### Page excerpt:
+ + +

The Telegraph is one of a number of newspapers to report on the decision of the Court of Appeal to refuse the appeal of Mrs Waggott asking for an increase in her divorce award, and to allow the appeal of Mr Waggot, asking for the duration of her maintenance award to be limited.
Their headline runs :
‘Meal ticket for life’ bid backfires as divorcee loses £175,000 a year from ex-husband
The decision is a complicated one, and not easy to summarise (although the Telegraph do a reasonable job in the space allowed). You can read it here : Waggott v Waggott [2018] EWCA (Civ) 727.
Firstly, Mr and Mrs Waggott are very wealthy and the amounts of money in question are eye watering to most of us. This wasn’t a case where the court had to ‘box and cox’ to make ends meet. There was plenty to go around – the question was what was a fair division of the income (the couple had agreed it was fair to split their capital and pensions equally)?
The arguments at the original hearing and on the appeal arose from the interpretation of key judgments of the appeal courts in the cases of White, Miller and McFarlane. Those cases talk about a ‘yardstick of equality’, the need not to discriminate for or against men / women on the basis of their different but equally important roles in a marriage, and introduced the idea that there are three important principles to think about when dividing up the pot : needs, compensation and sharing. (The judgments in these cases are long and complicated and lawyers are still arguing about what they mean over a decade later so this very mini-summary probably doesn’t do them justice).
The original judge had awarded Mrs Waggott £115,000 per year maintenance (part of that for the costs of their child) without a fixed end date (this is called ‘joint lives maintenance’ – and is typically referred to by newspapers as a ‘meal ticket for life’ – we’ll come back to that). Although this wasn’t a needs case, the wife appealed against the original decision because the figure was calculated on the basis that she could meet some of her needs out of the interest on her capital. She said that wasn’t fair because Mr Waggott wouldn’t have to use his capital that way, as he could use his ongoing earnings so it wasn’t really equal sharing after all. Her Barrister James Turner QC argued that the ‘sharing’ principle applied to earning potential because it had been created during the marriage.
As to how long her maintenance should last the original judge had said he didn’t think she could adjust without ‘undue hardship’ to an end date in five* years time (when the child reached 16) as suggested by Mr Waggott, particularly since she had not worked for a number of years and her own earning potential was uncertain – so he left the maintenance open ended.
*the Telegraph refer to 3 years, this is because 2 years has passed since the original order, and the child is now only 3 years from his/ her 16th birthday.

+ + +

### Directives:
**a.** Can you reproduce the entries starting with the line that contains "Where can the person" and going on through the end of the entries, swapping "shorts" for "trunks" and keeping everything else the same?
**b.** How would the article on the Waggott divorce appeal continue? Write the next part, picking up after its final sentence.

+ + +

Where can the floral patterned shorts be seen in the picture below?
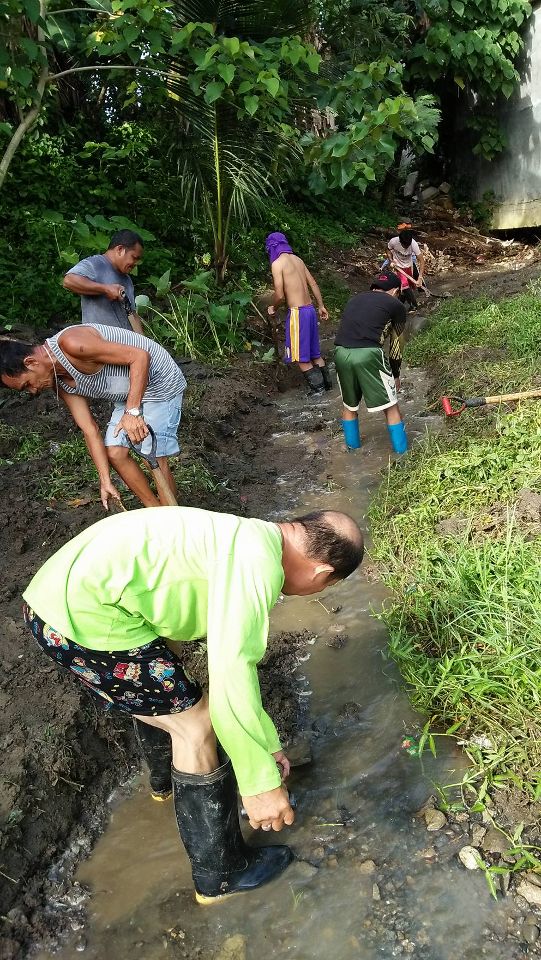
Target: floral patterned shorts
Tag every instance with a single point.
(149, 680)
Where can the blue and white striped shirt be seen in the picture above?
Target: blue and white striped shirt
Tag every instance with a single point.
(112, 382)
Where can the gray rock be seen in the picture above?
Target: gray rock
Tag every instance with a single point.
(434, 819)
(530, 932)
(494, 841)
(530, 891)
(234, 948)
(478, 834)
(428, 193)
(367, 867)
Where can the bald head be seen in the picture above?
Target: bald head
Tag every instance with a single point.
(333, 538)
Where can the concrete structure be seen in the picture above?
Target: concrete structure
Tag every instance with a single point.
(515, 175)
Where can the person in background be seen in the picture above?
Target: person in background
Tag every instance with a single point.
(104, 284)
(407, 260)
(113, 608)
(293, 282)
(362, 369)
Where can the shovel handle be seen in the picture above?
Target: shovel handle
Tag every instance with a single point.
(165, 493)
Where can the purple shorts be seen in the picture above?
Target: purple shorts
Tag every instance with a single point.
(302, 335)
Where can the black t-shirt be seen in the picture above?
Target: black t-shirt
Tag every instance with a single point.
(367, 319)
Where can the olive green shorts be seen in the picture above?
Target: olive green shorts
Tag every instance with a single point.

+ + +

### Task-by-task results:
**a.**
Where can the person in background be seen in the picture above?
Target: person in background
Tag every instance with a single point.
(104, 284)
(407, 260)
(113, 608)
(293, 282)
(362, 369)
Where can the shovel handle be seen in the picture above?
Target: shovel handle
Tag every instance with a single point.
(165, 493)
Where can the purple trunks be seen in the picture above?
Target: purple trunks
Tag every instance with a single point.
(302, 335)
Where can the black t-shirt be seen in the picture above?
Target: black t-shirt
Tag every instance with a single point.
(367, 319)
Where can the olive green trunks be seen in the picture above?
Target: olive green trunks
Tag every instance with a single point.

**b.**
The Court of Appeal disagreed with what Mrs Waggott said – earning capacity is not an asset that should be shared in the way she suggested. This decision was partly based upon what the law says about the court making a ‘clean break’ between the parties. The section of the Matrimonial Causes Act 1973 which deals with clean breaks is where the test of undue hardship comes from – in summary the section says that a court must consider whether a clean break is possible immediately or whether it can be achieved by a fixed end point, but only if that adjustment can be made without undue hardship (Obviously undue hardship is all relative, and Mrs Waggott’s ‘undue hardship’ might seem like winning the lottery to most of us). The court also said that it was really quite impossible to put a figure on how much of the earning potential should be shared in this way and it turned the exercise into no more than sticking your finger in the air (we paraphrase!). Even Mrs Waggott’s barrister, who was putting this argument forward couldn’t really explain how the court should go about calculating the sharing of an earning potential.
The argument that the wife shouldn’t have to use any of her capital to meet her income needs would also undermine the clean break principle so the Court of Appeal said that wasn’t right either. The Court of Appeal says that the fact that one spouse has to use their sharing award to meet their income needs when the other doesn’t will be relevant to the overall question of fairness. So, as is so often the case in this area – fairness will all depend on the specific facts in each case.
A lot of the argument had been about what Lady Hale did and did not mean in her judgment in the Miller case (she is now the President of the Supreme Court). The Court of Appeal does not seem to have been very impressed at the fact that the lawyers extracted certain lines from the judgment and placed a lot of weight on them, without really looking at the judgment in the round or indeed other bits of it that flatly contradicted the arguments made.
The Husband’s appeal succeeded because the judge had not really gone into enough detail when looking at how the wife’s capital award could be used to meet her income needs, and allow her to adjust to the termination of maintenance without undue hardship. If looked at properly the Court of Appeal thought she could indeed adjust.
Was the headline fair?
Well, it is fair to say that Mrs Waggott came out of this appeal worse off than she was at the end of the original hearing. She was the first to lodge an appeal, and Mr Waggott’s cross appeal to end her maintenance in 5 years had followed after – he might not have bothered to appeal save for the fact that the matter was going to be reopened anyway – but he might have planned to appeal in any event. It does appear that the exploration of the issues raised by Mrs Waggott about use of her shared award led the court to conclude that actually the hardship the original judge had been worried about wasn’t really there. So on one view one could argue Mrs Waggott’s approach ‘backfired’ – she is certainly worse off than she was before and as the Telegraph point out now also has legal costs to pay (at least her own, even if not her husband’s).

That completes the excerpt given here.